▸ INFORMATION SUPPLIED
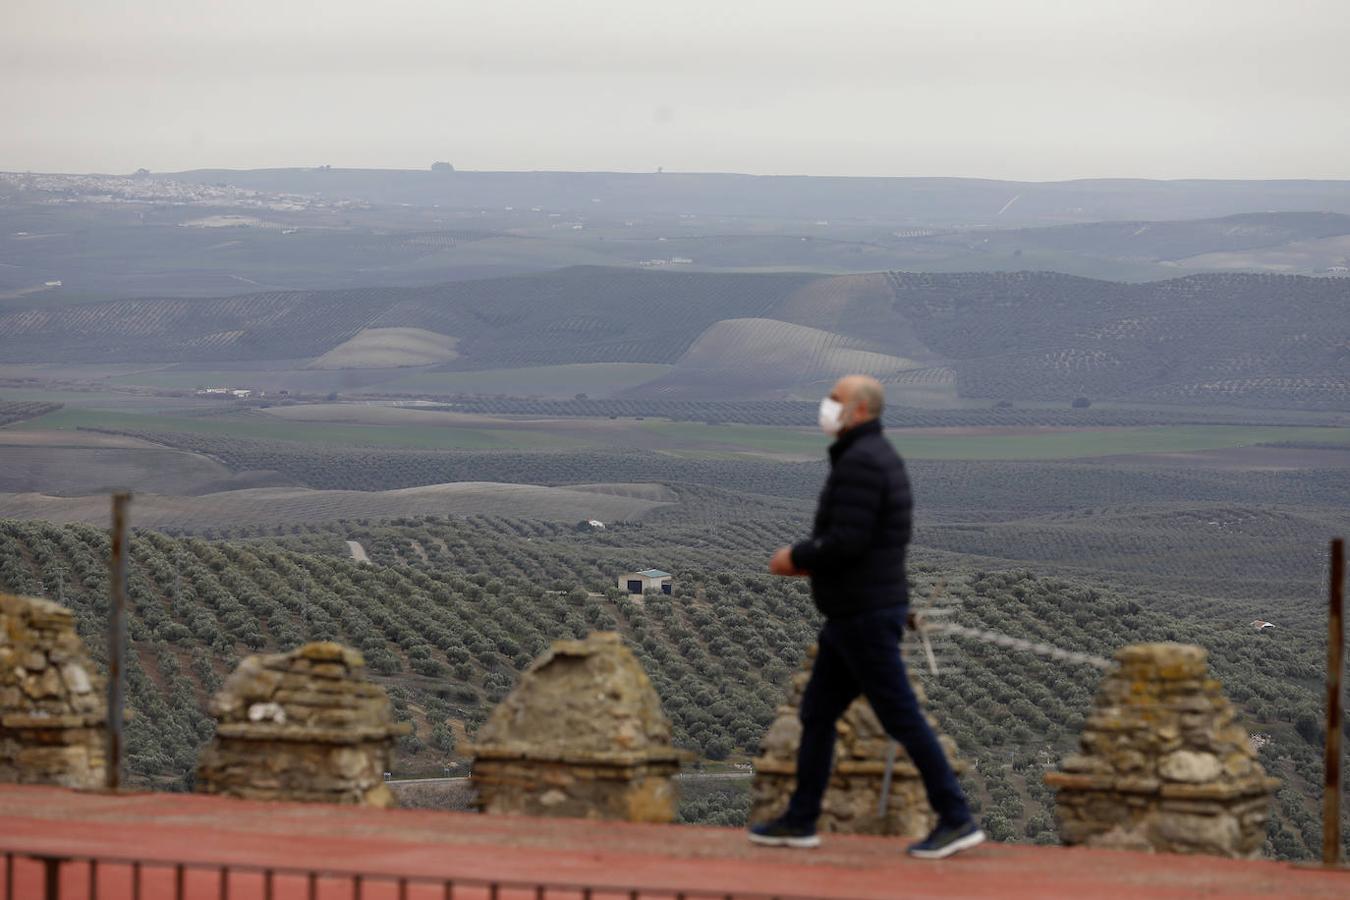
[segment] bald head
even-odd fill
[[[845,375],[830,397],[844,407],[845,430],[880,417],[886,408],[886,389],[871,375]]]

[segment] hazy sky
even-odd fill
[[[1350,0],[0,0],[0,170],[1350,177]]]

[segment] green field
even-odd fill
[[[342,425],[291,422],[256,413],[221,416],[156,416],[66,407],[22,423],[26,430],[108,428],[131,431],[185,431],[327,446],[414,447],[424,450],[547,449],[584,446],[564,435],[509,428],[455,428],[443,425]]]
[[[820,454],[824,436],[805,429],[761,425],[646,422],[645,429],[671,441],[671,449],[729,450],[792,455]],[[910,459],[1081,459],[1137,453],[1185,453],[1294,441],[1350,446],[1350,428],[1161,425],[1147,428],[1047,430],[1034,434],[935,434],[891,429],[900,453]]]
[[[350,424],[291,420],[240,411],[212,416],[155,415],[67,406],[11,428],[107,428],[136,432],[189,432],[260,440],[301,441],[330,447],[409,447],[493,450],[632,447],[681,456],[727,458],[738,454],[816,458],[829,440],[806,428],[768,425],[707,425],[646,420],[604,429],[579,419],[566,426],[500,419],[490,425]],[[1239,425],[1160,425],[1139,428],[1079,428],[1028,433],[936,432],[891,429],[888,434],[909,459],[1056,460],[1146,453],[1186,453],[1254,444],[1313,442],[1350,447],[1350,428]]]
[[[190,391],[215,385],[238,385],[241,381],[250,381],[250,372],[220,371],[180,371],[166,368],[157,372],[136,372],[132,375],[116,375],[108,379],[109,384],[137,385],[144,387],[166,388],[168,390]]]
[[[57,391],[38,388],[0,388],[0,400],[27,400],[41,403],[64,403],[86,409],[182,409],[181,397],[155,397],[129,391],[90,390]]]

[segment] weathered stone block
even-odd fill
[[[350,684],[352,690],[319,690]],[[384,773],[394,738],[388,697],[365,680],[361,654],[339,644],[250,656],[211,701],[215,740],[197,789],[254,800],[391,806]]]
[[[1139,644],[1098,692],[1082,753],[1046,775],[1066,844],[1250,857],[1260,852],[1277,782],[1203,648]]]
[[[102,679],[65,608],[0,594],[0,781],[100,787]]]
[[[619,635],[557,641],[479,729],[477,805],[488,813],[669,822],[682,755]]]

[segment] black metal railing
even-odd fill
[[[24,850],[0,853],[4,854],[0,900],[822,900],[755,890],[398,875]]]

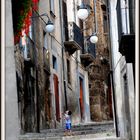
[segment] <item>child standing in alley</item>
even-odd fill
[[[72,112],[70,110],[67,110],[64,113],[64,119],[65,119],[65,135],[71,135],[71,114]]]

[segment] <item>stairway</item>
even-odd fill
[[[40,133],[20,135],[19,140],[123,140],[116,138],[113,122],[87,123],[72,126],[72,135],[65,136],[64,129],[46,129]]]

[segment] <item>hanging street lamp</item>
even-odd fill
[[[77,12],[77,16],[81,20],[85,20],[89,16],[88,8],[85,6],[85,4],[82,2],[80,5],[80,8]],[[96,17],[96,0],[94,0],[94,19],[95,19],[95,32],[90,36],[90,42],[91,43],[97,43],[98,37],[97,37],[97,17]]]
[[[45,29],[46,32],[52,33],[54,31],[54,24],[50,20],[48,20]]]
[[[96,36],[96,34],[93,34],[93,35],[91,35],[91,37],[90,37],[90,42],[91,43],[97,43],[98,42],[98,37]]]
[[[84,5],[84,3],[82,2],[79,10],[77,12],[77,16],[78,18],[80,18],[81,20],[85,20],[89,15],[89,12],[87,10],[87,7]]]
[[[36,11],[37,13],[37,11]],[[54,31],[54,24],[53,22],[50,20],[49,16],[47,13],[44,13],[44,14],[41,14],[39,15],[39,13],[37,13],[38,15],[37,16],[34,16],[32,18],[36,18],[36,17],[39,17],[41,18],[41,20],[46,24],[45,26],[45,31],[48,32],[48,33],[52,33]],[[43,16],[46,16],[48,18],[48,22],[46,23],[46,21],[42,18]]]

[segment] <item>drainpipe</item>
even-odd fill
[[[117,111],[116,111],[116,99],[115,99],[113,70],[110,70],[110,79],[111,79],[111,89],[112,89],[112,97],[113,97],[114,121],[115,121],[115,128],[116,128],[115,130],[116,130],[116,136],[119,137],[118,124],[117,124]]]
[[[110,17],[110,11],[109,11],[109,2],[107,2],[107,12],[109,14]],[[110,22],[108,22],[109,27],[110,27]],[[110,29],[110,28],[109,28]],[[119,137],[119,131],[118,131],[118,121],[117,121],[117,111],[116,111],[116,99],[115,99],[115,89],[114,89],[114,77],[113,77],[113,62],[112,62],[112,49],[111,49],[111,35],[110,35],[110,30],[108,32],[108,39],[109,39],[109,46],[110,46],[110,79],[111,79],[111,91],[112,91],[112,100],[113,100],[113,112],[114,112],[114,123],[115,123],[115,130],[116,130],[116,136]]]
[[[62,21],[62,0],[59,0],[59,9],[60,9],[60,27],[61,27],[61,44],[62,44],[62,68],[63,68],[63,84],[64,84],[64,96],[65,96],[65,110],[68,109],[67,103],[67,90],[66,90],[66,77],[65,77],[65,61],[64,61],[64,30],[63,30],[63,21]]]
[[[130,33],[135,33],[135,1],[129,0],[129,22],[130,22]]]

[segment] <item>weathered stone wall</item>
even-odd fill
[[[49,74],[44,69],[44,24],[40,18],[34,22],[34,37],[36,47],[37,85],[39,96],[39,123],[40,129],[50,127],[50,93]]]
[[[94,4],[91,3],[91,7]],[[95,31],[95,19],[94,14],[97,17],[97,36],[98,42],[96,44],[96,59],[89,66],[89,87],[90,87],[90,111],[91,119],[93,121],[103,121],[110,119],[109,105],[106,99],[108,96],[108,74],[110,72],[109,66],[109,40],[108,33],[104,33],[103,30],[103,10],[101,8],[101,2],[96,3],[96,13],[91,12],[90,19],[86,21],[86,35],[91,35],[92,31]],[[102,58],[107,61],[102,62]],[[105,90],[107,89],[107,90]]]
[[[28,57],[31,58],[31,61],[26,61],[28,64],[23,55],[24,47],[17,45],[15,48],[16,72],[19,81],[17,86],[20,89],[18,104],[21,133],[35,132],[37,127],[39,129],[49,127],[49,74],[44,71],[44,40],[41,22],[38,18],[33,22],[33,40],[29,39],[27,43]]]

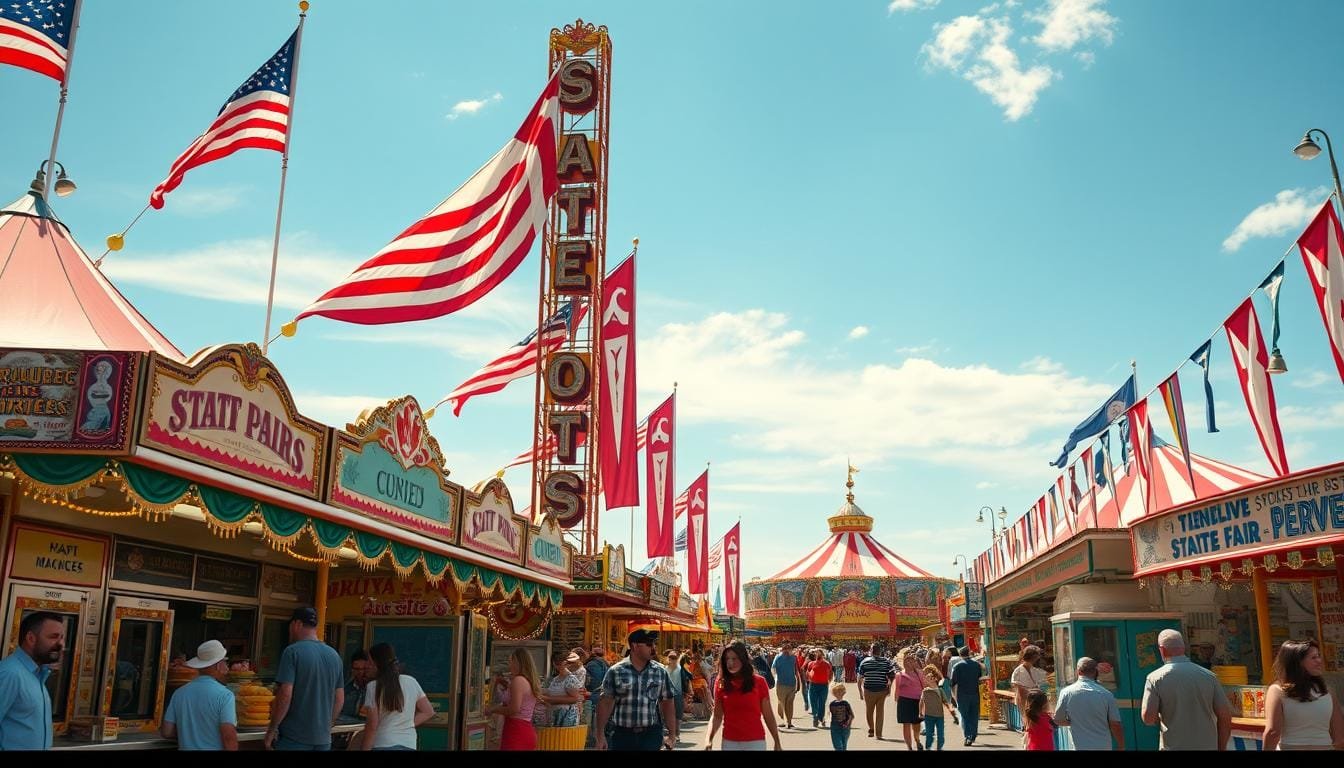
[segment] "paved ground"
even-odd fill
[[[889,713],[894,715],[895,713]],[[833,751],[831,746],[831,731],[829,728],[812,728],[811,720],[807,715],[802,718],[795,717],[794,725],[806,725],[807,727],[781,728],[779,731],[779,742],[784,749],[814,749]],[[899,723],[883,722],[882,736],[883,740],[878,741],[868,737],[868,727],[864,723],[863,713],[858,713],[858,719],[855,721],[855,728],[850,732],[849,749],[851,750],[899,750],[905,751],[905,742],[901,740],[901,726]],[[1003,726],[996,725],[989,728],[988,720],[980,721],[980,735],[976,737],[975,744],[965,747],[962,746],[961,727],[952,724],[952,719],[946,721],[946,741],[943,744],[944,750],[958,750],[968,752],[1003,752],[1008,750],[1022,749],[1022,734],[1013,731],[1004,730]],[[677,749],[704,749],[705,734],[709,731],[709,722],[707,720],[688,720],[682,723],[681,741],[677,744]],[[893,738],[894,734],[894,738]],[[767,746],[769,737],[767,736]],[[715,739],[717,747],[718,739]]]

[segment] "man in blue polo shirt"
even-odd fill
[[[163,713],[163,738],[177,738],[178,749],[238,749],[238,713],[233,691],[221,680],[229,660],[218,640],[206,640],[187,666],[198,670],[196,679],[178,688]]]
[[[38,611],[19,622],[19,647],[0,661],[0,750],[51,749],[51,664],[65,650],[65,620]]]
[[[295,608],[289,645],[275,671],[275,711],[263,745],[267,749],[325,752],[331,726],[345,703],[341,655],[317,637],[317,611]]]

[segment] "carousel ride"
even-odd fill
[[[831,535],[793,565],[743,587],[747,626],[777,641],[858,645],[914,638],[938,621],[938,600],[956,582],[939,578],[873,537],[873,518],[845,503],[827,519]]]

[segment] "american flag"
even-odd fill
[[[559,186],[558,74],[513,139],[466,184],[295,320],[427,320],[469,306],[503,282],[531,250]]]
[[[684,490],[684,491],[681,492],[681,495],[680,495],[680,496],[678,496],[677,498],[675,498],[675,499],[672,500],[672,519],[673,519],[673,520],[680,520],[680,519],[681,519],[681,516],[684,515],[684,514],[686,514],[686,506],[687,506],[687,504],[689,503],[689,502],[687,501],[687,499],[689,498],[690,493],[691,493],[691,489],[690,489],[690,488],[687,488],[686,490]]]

▸ EXERCISE DIRECTIONS
Beginning at the line with "[segment] <item>drainpipe</item>" and stopping after the line with "[segment] <item>weathered stone wall</item>", please write out every line of the data above exactly and nothing else.

▸ OUTPUT
[segment] <item>drainpipe</item>
even-odd fill
[[[117,111],[116,111],[116,99],[115,99],[113,70],[110,70],[110,79],[111,79],[111,89],[112,89],[112,97],[113,97],[114,121],[115,121],[115,128],[116,128],[115,130],[116,130],[116,136],[119,137],[118,124],[117,124]]]
[[[110,17],[110,11],[109,11],[109,2],[107,2],[107,12],[109,14]],[[110,22],[108,22],[109,27],[110,27]],[[110,29],[110,28],[109,28]],[[119,137],[119,131],[118,131],[118,121],[117,121],[117,111],[116,111],[116,99],[115,99],[115,89],[114,89],[114,77],[113,77],[113,62],[112,62],[112,49],[111,49],[111,35],[110,35],[110,30],[108,32],[108,39],[109,39],[109,46],[110,46],[110,79],[111,79],[111,91],[112,91],[112,100],[113,100],[113,112],[114,112],[114,123],[115,123],[115,130],[116,130],[116,136]]]
[[[62,21],[62,0],[59,0],[59,9],[60,9],[60,27],[61,27],[61,44],[62,44],[62,68],[63,68],[63,84],[64,84],[64,96],[65,96],[65,110],[68,109],[67,103],[67,90],[66,90],[66,77],[65,77],[65,61],[64,61],[64,30],[63,30],[63,21]]]
[[[130,33],[135,33],[135,1],[129,0],[129,22],[130,22]]]

[segment] <item>weathered stone wall</item>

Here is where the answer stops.